*REQUIREMENTS:* All the records that follow need to be reproduced exactly. Omit the images.

*DATASET ROWS:*
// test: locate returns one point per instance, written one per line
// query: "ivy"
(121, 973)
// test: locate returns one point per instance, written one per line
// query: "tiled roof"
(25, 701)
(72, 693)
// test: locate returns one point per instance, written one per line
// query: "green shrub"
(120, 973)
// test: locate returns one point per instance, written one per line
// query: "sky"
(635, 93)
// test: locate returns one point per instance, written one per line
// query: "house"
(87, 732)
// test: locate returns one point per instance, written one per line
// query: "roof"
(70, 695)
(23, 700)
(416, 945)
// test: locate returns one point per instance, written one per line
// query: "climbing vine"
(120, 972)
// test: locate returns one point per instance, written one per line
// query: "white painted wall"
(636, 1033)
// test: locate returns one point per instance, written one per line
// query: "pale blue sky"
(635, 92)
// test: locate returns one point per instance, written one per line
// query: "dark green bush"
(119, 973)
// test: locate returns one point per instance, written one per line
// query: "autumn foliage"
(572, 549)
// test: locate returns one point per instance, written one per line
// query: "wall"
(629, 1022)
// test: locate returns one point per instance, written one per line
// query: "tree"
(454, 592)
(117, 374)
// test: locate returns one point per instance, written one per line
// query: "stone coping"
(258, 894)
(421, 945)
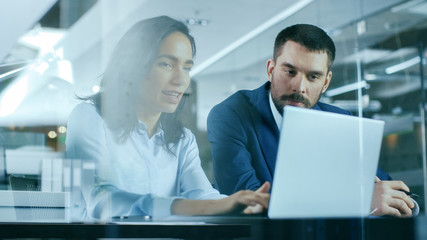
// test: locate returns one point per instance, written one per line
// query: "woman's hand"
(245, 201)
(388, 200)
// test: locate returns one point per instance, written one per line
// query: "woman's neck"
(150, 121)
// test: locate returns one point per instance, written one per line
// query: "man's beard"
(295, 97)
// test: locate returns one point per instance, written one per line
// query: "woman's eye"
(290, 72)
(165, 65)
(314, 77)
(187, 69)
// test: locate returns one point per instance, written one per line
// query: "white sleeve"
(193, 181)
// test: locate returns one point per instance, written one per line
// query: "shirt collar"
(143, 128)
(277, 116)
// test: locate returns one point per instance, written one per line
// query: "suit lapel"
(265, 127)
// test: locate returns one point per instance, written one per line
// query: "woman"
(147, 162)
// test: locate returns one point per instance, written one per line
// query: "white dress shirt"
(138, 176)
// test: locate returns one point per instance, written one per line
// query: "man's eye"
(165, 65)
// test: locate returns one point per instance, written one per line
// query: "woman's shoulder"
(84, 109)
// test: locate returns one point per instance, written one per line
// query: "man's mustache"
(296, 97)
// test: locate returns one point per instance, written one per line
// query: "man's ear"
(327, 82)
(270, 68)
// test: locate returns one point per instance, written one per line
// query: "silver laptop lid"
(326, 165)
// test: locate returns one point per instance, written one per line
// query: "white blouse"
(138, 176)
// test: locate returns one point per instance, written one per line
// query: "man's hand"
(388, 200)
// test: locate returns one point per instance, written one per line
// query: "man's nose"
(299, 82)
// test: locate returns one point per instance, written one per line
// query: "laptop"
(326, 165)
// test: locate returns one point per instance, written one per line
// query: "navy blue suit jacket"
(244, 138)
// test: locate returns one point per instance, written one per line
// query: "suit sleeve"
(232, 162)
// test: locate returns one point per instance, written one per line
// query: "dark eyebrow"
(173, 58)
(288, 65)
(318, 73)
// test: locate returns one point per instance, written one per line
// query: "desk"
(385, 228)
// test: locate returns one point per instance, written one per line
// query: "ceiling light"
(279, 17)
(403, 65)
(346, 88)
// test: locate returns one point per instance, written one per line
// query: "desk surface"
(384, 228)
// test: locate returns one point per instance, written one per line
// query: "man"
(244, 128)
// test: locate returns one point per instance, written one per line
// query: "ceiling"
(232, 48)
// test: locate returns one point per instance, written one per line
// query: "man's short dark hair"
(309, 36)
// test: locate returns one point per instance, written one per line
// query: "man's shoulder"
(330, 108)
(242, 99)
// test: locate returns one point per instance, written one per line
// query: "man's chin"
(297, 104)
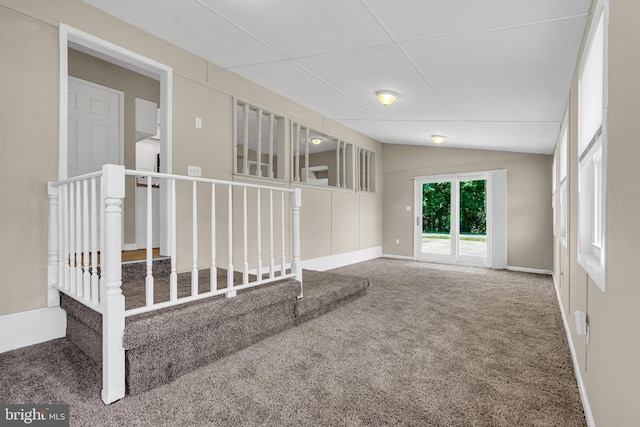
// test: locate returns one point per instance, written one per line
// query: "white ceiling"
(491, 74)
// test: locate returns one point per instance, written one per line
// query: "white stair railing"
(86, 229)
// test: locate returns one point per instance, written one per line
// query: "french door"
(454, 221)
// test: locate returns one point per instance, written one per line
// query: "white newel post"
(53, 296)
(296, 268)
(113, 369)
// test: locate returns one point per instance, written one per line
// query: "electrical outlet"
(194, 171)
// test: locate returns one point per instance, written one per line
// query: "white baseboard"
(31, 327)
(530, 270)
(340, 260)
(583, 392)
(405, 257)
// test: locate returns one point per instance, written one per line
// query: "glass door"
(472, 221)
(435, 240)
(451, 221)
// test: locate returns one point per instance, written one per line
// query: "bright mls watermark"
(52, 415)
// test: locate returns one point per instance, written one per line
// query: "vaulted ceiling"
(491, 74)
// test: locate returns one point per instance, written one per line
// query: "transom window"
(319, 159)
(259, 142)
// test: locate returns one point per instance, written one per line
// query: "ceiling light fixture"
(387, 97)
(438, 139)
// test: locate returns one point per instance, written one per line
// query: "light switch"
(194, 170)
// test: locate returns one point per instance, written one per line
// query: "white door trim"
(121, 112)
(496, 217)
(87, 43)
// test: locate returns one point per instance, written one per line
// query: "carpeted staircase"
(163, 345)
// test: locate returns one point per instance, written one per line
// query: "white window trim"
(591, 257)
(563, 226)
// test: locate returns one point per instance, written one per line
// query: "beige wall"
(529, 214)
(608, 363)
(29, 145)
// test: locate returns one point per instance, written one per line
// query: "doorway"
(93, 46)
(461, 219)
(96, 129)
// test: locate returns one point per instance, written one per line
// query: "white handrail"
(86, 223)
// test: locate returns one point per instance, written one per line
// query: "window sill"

*TASK OUTPUT:*
// test: locate returns one point per instance, written one per line
// query: "ivy"
(121, 973)
// test: locate returns one point per instance, written one per line
// query: "tiled roof"
(25, 701)
(72, 693)
// test: locate returns one point per instance, written one per line
// query: "green shrub"
(120, 973)
// test: locate returns one point per instance, written one per line
// query: "sky"
(635, 93)
// test: locate returns one point per instance, written one per line
// query: "house"
(87, 732)
// test: locate returns one point per instance, written one per line
// query: "roof"
(70, 695)
(23, 700)
(416, 945)
// test: locate returns one point per instance, written one per line
// query: "climbing vine"
(120, 972)
// test: locate returns one point per instance, written one per line
// query: "white painted wall"
(636, 1033)
// test: locate returns one point per instance, written one per line
// query: "pale blue sky"
(635, 92)
// test: locate returns one point per instance, written one per line
// query: "dark green bush"
(119, 973)
// test: locate returns one point per instance, written one per line
// query: "autumn foliage"
(572, 549)
// test: locate returns one point per instance, written one per line
// query: "wall"
(629, 1022)
// test: locate returns one point per instance, written one per line
// query: "tree"
(454, 592)
(117, 374)
// test: locate returns one point per instance, written one per line
// query: "stone coping"
(258, 894)
(421, 945)
// test: locate returns one point per instance, written one per line
// query: "woman's hand"
(245, 201)
(388, 200)
// test: locate returns one point per instance, written one per line
// query: "woman's neck"
(150, 121)
// test: locate returns one point per instance, written one per line
// query: "man's beard"
(295, 97)
// test: locate returns one point per instance, written one per line
// query: "woman's eye"
(290, 72)
(165, 65)
(314, 77)
(187, 69)
// test: locate returns one point per instance, written one per line
// query: "white sleeve"
(193, 181)
// test: locate returns one point per instance, written one per line
// query: "shirt collar"
(143, 128)
(277, 116)
// test: locate returns one point per instance, written one per line
// query: "suit lapel"
(265, 127)
// test: locate returns one point per instance, written one per line
// query: "woman"
(147, 162)
// test: locate returns one point per instance, written one per line
// query: "white dress shirt"
(138, 176)
// test: locate returns one point per instance, written one per line
// query: "man's eye"
(165, 65)
// test: locate returns one point per instance, written one per line
// query: "woman's shoulder"
(84, 109)
// test: locate returns one point per instance, written one per line
// query: "man's mustache"
(296, 97)
// test: locate returns one point per instance, written one per line
// query: "man's ear"
(327, 82)
(270, 68)
// test: locate returns one point per instance, written one per line
// query: "silver laptop lid"
(326, 165)
// test: locate returns one point per instance, written one per line
// query: "white blouse"
(138, 176)
// test: locate returns one point per instance, written one per line
// query: "man's hand"
(388, 200)
// test: locate returns one point per instance, written one per line
// query: "man's nose"
(299, 82)
// test: locate returns one point per instance, written one per line
// query: "laptop"
(326, 165)
// test: locate returns one point per instance, written one per line
// query: "navy blue suit jacket"
(244, 138)
// test: locate returns one point per instance, written one per line
// query: "suit sleeve"
(232, 162)
// test: locate returns one point per instance, written one per line
// query: "dark eyebrow"
(173, 58)
(288, 65)
(318, 73)
// test: locate returns one point per instance, written one per line
// query: "desk"
(385, 228)
// test: locate returns one point per instance, written one per line
// query: "ceiling light"
(279, 17)
(403, 65)
(346, 88)
// test: locate returns one point per instance, written one per line
// query: "desk surface"
(384, 228)
// test: locate returns one point per instance, written one per line
// query: "man"
(244, 128)
// test: locate returns one point per instance, written one per line
// query: "ceiling"
(232, 48)
// test: locate returns one point per instance, written one per line
// query: "man's short dark hair"
(309, 36)
// test: locate returns one point per instance, written one per line
// query: "man's shoulder"
(330, 108)
(242, 99)
// test: locate returns one point per instance, written one per line
// query: "man's chin"
(297, 104)
// test: locate returns one point per instance, written one per line
// query: "white ceiling"
(491, 74)
// test: locate returns one point per instance, written one per line
// query: "white stair railing"
(86, 229)
// test: locate returns one point per instance, written one per line
// query: "french door"
(454, 221)
// test: locate returns one point per instance, written one per line
// query: "white newel post"
(53, 296)
(296, 268)
(113, 369)
// test: locate returns one point per instance, written one per line
// query: "electrical outlet"
(194, 171)
// test: locate returns one point per instance, written one per line
// query: "white baseboard"
(31, 327)
(530, 270)
(340, 260)
(583, 392)
(405, 257)
// test: locate returns one point per instance, written one per line
// query: "glass door"
(472, 221)
(435, 240)
(451, 221)
// test: locate returns one point per instance, written one per line
// query: "bright mls watermark"
(52, 415)
// test: locate returns one point per instance, written one per line
// query: "vaulted ceiling"
(491, 74)
// test: locate returns one point per instance, written one per line
// query: "transom window"
(319, 159)
(259, 142)
// test: locate returns one point per instance, written one per line
// query: "ceiling light fixture"
(387, 97)
(438, 139)
// test: locate returns one point per instance, written one per line
// query: "light switch"
(194, 170)
// test: locate returns one point per instance, written one per line
// query: "white door trim"
(121, 112)
(496, 217)
(87, 43)
// test: locate returns one point per instance, written one per line
// query: "carpeted staircase"
(163, 345)
// test: locate returns one point per instance, written one per line
// query: "white window trim"
(591, 257)
(563, 226)
// test: locate returns one point per instance, written one per line
// query: "beige wall"
(529, 214)
(608, 363)
(29, 145)
// test: locate returns one point per instance, written one per line
// query: "doorway"
(93, 46)
(461, 219)
(96, 129)
// test: locate returns one point per instance, written one per line
// query: "white handrail"
(86, 223)
// test: locate returns one point per instance, written one per line
// query: "window sill"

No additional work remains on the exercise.